(Dataset excerpt)
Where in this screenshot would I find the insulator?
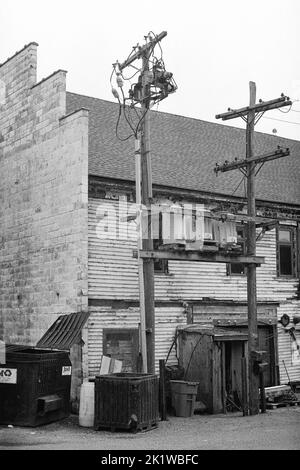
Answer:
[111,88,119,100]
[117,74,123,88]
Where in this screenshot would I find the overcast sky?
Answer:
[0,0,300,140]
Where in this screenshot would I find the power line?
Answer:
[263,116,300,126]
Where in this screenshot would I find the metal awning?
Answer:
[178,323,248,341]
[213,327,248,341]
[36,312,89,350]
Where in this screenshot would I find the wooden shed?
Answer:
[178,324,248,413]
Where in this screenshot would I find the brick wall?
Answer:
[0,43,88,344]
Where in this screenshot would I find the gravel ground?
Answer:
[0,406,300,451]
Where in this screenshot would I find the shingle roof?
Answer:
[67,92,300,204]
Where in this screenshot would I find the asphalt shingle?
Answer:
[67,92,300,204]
...
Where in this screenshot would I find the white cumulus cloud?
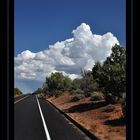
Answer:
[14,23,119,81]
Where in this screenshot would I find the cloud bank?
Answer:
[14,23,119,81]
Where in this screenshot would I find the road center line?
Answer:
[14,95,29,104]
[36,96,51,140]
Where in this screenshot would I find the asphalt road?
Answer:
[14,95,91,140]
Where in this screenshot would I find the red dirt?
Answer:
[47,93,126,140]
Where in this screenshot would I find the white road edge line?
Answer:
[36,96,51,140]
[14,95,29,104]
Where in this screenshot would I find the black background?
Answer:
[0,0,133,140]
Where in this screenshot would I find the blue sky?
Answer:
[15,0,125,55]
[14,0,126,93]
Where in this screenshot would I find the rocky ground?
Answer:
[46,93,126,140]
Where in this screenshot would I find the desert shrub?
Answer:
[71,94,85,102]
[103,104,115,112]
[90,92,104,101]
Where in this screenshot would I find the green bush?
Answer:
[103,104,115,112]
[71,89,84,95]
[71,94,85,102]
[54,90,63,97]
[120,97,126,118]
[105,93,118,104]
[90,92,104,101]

_TASK TO CARRY OUT_
Convert the records from the line containing "Where in this screenshot would I find the insulator?" through the line containing "[36,312,89,350]", both ends included, into a JSON array of strings with one string per line and no blank lines. Leave the picture out of the array.

_FINISHED ANSWER_
[
  "Where in this screenshot would I find the insulator?",
  "Answer:",
  "[111,88,119,100]",
  "[117,74,123,88]",
  "Where in this screenshot would I find the overcast sky?",
  "Answer:",
  "[0,0,300,140]",
  "Where in this screenshot would I find the power line?",
  "Answer:",
  "[263,116,300,126]",
  "Where in this screenshot would I find the metal awning?",
  "Answer:",
  "[178,323,248,341]",
  "[213,327,248,341]",
  "[36,312,89,350]"
]